All records that follow are to be restated exactly.

Collected data entries
▼

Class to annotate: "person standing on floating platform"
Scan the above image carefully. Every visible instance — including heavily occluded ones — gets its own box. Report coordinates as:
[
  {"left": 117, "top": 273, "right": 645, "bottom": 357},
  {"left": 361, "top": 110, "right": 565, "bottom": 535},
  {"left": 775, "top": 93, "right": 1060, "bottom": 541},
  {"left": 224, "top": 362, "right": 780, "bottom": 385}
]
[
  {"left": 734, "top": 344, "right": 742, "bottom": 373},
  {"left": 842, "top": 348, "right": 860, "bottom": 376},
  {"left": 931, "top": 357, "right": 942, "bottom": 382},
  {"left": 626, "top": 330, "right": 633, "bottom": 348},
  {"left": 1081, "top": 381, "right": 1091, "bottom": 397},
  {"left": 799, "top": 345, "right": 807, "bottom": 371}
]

▲

**WRITTEN SOLUTION**
Class to annotate: "person standing on floating platform"
Scan the above image carefully. Every visible instance — including heavily occluded ones — gets its own box. Report coordinates as:
[
  {"left": 117, "top": 273, "right": 645, "bottom": 357},
  {"left": 361, "top": 110, "right": 565, "bottom": 535},
  {"left": 775, "top": 93, "right": 1060, "bottom": 541},
  {"left": 224, "top": 362, "right": 780, "bottom": 385}
]
[
  {"left": 734, "top": 344, "right": 742, "bottom": 373},
  {"left": 842, "top": 348, "right": 860, "bottom": 376},
  {"left": 931, "top": 357, "right": 942, "bottom": 382},
  {"left": 626, "top": 330, "right": 633, "bottom": 348},
  {"left": 1081, "top": 381, "right": 1091, "bottom": 397},
  {"left": 799, "top": 345, "right": 807, "bottom": 371}
]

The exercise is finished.